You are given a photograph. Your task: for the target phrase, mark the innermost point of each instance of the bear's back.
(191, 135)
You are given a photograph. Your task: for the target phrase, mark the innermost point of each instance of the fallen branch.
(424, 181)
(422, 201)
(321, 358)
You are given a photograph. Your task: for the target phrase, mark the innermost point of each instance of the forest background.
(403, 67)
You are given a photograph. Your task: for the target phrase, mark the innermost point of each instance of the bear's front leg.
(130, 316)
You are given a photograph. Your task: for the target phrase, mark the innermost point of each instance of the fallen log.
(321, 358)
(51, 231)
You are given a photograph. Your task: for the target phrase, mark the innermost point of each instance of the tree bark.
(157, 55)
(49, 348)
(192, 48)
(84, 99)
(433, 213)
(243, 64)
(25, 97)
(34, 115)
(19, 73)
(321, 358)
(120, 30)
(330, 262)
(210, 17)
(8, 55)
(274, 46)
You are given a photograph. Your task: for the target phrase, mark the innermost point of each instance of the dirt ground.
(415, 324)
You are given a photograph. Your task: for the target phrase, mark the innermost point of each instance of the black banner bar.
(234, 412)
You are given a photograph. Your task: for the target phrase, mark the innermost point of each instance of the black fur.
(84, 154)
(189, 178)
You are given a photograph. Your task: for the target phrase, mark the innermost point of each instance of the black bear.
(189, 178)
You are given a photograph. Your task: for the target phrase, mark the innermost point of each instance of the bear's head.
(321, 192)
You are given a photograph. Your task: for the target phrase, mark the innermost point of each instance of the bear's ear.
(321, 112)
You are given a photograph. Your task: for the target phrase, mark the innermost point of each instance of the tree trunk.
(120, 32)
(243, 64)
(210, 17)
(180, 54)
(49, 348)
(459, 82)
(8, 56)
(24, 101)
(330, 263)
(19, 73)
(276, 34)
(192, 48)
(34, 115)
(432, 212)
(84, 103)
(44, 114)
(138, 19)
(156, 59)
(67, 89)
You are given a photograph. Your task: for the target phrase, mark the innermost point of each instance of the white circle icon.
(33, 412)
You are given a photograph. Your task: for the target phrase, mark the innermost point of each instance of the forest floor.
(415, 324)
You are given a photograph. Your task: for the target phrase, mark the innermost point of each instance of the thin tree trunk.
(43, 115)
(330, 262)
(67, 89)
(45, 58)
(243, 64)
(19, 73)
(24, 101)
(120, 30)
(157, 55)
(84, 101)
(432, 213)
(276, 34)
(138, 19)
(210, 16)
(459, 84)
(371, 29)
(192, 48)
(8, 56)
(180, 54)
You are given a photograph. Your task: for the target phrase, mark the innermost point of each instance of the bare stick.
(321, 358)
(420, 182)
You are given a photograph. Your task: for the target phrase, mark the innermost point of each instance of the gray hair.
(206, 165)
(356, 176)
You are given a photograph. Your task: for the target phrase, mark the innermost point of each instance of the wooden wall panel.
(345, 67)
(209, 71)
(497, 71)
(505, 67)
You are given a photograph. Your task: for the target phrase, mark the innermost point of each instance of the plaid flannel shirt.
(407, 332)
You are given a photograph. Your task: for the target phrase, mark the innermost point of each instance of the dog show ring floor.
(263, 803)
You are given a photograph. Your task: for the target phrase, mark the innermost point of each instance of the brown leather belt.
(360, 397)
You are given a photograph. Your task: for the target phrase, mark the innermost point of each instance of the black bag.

◆ ◆ ◆ ◆ ◆

Only the final stretch of the entries above is needed: print exactly the lines from the line containing "thin tree trunk." through the last one.

▶ [Reply]:
You are given a photograph. Your task: for the target phrase, mark the innermost point of each instance of the thin tree trunk.
(43, 115)
(330, 262)
(67, 89)
(45, 58)
(243, 64)
(19, 73)
(24, 101)
(120, 30)
(157, 55)
(84, 101)
(432, 213)
(276, 34)
(138, 19)
(210, 16)
(459, 84)
(371, 29)
(192, 48)
(8, 56)
(180, 54)
You are given a photograph. Your task: for the target phrase, mark the innermost point of each instance of the bare stick.
(321, 358)
(420, 182)
You are given a photograph. Your task: for the target phrase, mark the innermost point of each instance of the gray hair.
(206, 165)
(356, 176)
You are given a photograph. Your task: for the target phrase, mark the innermost point of each instance of the wooden wall panel.
(345, 67)
(209, 71)
(497, 71)
(505, 67)
You are given a photograph. Your task: for the target phrase, mark the innermost point of each instance of the plaid flannel shirt.
(407, 332)
You are given a photograph. Your task: for the target phrase, mark the innermost point of each instance of the dog show ring floor.
(263, 803)
You are given a photograph. Your task: for the target phrase, mark the innermost point of each instance of the brown leather belt.
(360, 397)
You are given a photograph. Your task: for the target phrase, mark the innermost point of each instance of the black bag.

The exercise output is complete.